* **Problem details**: Transcribe the listing exactly, leaving out every picture.

* **Data shown**:
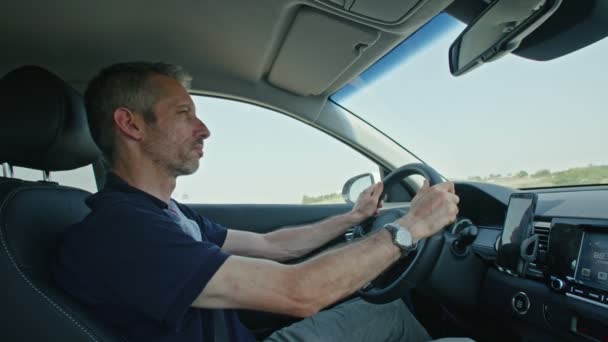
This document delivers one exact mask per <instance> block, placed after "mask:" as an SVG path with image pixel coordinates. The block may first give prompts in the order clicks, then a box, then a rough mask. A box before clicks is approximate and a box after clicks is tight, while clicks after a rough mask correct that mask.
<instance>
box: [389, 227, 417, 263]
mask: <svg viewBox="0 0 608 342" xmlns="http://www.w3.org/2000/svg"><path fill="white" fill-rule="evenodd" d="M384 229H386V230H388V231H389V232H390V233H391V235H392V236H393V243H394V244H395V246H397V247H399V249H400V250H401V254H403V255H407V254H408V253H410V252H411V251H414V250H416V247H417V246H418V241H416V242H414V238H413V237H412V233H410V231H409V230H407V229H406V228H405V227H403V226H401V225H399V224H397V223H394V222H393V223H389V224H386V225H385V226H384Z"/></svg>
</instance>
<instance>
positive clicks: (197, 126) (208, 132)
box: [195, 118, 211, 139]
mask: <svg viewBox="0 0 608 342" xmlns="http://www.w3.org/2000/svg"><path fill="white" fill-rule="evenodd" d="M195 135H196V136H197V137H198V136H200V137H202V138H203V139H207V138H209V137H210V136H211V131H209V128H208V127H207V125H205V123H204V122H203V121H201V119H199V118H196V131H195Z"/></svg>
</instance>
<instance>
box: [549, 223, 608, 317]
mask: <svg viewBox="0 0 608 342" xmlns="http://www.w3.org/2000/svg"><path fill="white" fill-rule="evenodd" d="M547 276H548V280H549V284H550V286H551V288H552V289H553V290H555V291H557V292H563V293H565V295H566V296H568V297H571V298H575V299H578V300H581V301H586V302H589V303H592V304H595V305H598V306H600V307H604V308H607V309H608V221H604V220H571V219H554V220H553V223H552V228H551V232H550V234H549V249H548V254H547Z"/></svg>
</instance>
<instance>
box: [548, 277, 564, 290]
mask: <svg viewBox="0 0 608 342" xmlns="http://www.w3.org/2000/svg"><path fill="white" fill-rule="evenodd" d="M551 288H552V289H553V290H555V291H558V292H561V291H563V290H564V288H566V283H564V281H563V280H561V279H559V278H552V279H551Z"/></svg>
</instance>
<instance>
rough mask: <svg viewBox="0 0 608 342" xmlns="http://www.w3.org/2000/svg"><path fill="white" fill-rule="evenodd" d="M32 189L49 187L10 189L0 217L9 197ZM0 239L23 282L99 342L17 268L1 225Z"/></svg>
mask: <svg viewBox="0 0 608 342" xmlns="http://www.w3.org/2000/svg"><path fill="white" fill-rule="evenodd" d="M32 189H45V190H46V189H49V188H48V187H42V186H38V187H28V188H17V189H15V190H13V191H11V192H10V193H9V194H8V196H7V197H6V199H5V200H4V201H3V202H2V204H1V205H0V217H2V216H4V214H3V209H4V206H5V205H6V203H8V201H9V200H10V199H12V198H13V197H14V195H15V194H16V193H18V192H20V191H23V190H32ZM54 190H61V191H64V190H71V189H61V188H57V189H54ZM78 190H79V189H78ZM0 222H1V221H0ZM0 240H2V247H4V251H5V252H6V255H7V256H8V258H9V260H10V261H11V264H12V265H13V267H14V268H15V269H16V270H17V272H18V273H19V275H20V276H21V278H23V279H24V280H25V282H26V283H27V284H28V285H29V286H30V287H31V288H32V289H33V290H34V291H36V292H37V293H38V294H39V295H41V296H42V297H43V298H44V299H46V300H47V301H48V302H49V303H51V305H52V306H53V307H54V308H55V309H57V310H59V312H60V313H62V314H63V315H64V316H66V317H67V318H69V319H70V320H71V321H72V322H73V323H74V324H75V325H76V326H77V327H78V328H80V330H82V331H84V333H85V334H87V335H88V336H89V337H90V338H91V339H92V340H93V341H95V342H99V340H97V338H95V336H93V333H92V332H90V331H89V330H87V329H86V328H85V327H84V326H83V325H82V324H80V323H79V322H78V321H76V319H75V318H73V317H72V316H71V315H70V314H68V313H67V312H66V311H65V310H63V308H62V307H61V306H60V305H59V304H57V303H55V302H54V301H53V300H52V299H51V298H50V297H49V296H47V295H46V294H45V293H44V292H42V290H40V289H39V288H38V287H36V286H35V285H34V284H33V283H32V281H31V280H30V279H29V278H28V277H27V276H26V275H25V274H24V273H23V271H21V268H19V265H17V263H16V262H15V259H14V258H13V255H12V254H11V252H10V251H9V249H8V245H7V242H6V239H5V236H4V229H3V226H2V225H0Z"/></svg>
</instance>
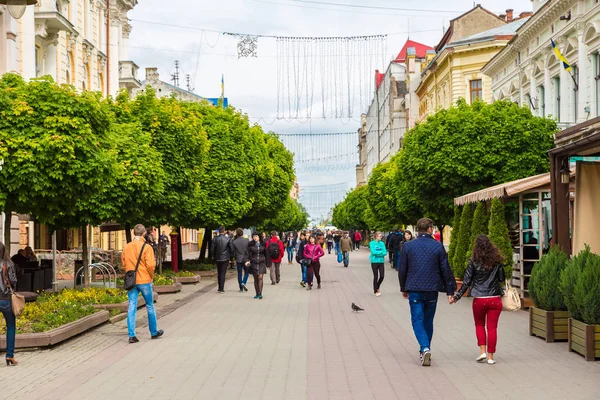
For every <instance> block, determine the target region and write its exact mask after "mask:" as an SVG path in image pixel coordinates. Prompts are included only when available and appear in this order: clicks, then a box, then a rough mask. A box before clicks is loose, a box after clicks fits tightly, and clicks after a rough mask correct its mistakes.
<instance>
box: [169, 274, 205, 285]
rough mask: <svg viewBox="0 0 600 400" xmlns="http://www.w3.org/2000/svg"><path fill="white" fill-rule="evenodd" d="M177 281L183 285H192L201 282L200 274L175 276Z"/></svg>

* **Solution to the exercise**:
This document delivers one exact mask per <instance> block, placed after "mask:" as an SVG path with image pixel coordinates. The block may first give prompts in the order clicks, then a box, then a rough mask. A box before clicks is approximate and a box after clicks is tight, while clicks after a rough mask correct that mask.
<instance>
box: [389, 227, 417, 263]
mask: <svg viewBox="0 0 608 342" xmlns="http://www.w3.org/2000/svg"><path fill="white" fill-rule="evenodd" d="M384 229H386V230H388V231H389V232H390V233H391V235H392V236H393V243H394V244H395V246H397V247H399V249H400V250H401V254H403V255H407V254H408V253H410V252H411V251H414V250H416V247H417V246H418V241H416V242H414V238H413V237H412V233H410V231H409V230H407V229H406V228H405V227H403V226H401V225H399V224H397V223H394V222H393V223H389V224H386V225H385V226H384Z"/></svg>
</instance>
<instance>
positive clicks: (197, 126) (208, 132)
box: [195, 118, 211, 139]
mask: <svg viewBox="0 0 608 342" xmlns="http://www.w3.org/2000/svg"><path fill="white" fill-rule="evenodd" d="M195 135H196V136H197V137H198V136H200V137H202V138H203V139H207V138H209V137H210V136H211V131H209V128H208V127H207V125H205V123H204V122H203V121H201V119H199V118H196V131H195Z"/></svg>
</instance>
<instance>
box: [549, 223, 608, 317]
mask: <svg viewBox="0 0 608 342" xmlns="http://www.w3.org/2000/svg"><path fill="white" fill-rule="evenodd" d="M547 276H548V280H549V284H550V286H551V288H552V289H553V290H555V291H557V292H563V293H565V295H566V296H568V297H571V298H575V299H578V300H581V301H586V302H589V303H592V304H595V305H598V306H600V307H604V308H607V309H608V221H604V220H571V219H554V220H553V223H552V228H551V232H550V234H549V249H548V254H547Z"/></svg>
</instance>
<instance>
box: [548, 277, 564, 290]
mask: <svg viewBox="0 0 608 342" xmlns="http://www.w3.org/2000/svg"><path fill="white" fill-rule="evenodd" d="M551 288H552V289H553V290H555V291H558V292H561V291H563V290H564V288H566V283H564V281H563V280H561V279H559V278H552V279H551Z"/></svg>
</instance>
<instance>
rough mask: <svg viewBox="0 0 608 342" xmlns="http://www.w3.org/2000/svg"><path fill="white" fill-rule="evenodd" d="M32 189L49 187L10 189L0 217L9 197ZM0 239L23 282L99 342L17 268L1 225Z"/></svg>
mask: <svg viewBox="0 0 608 342" xmlns="http://www.w3.org/2000/svg"><path fill="white" fill-rule="evenodd" d="M32 189H45V190H46V189H49V188H48V187H42V186H38V187H28V188H17V189H15V190H13V191H11V192H10V193H9V194H8V196H7V197H6V199H5V200H4V201H3V202H2V204H1V205H0V217H2V216H4V214H3V209H4V206H5V205H6V203H8V201H9V200H10V199H12V198H13V197H14V195H15V194H16V193H18V192H20V191H23V190H32ZM54 190H61V191H64V190H71V189H61V188H57V189H54ZM78 190H79V189H78ZM0 222H1V221H0ZM0 240H2V247H4V251H5V252H6V255H7V256H8V258H9V260H10V261H11V264H12V265H13V267H14V268H15V269H16V270H17V272H18V273H19V275H20V276H21V278H23V279H24V280H25V282H26V283H27V284H28V285H29V286H30V287H31V288H32V289H33V290H34V291H36V292H37V293H38V294H39V295H41V296H42V297H43V298H44V299H46V300H47V301H48V302H49V303H51V305H52V306H53V307H54V308H55V309H57V310H59V312H60V313H62V314H63V315H64V316H66V317H67V318H69V319H70V320H71V321H72V322H73V323H74V324H75V325H76V326H77V327H78V328H80V330H82V331H84V333H85V334H87V335H88V336H89V337H90V338H91V339H92V340H93V341H95V342H99V340H97V338H95V336H93V333H92V332H90V331H89V330H87V329H86V328H85V327H84V326H83V325H82V324H80V323H79V322H78V321H76V319H75V318H73V317H72V316H71V315H70V314H68V313H67V312H66V311H65V310H63V308H62V307H61V306H60V305H59V304H57V303H55V302H54V301H53V300H52V299H51V298H50V297H49V296H47V295H46V294H45V293H44V292H42V290H40V289H39V288H38V287H36V286H35V285H34V284H33V283H32V281H31V280H30V279H29V278H28V277H27V276H26V275H25V274H24V273H23V271H21V268H19V265H17V263H16V262H15V259H14V258H13V255H12V254H11V252H10V251H9V249H8V245H7V242H6V239H5V236H4V229H3V226H2V225H0Z"/></svg>
</instance>
For every <instance> block, determine the target region and write its exact mask after "mask:" as an SVG path in image pixel coordinates. Prompts are included only when available and appear in this order: clicks, then a box, then a rough mask. A box before clicks is loose, a box after clicks fits tightly, and clicks after a rough mask correct its mistakes.
<instance>
box: [169, 274, 205, 285]
rough mask: <svg viewBox="0 0 600 400" xmlns="http://www.w3.org/2000/svg"><path fill="white" fill-rule="evenodd" d="M177 281L183 285H192L201 282L200 274L175 276Z"/></svg>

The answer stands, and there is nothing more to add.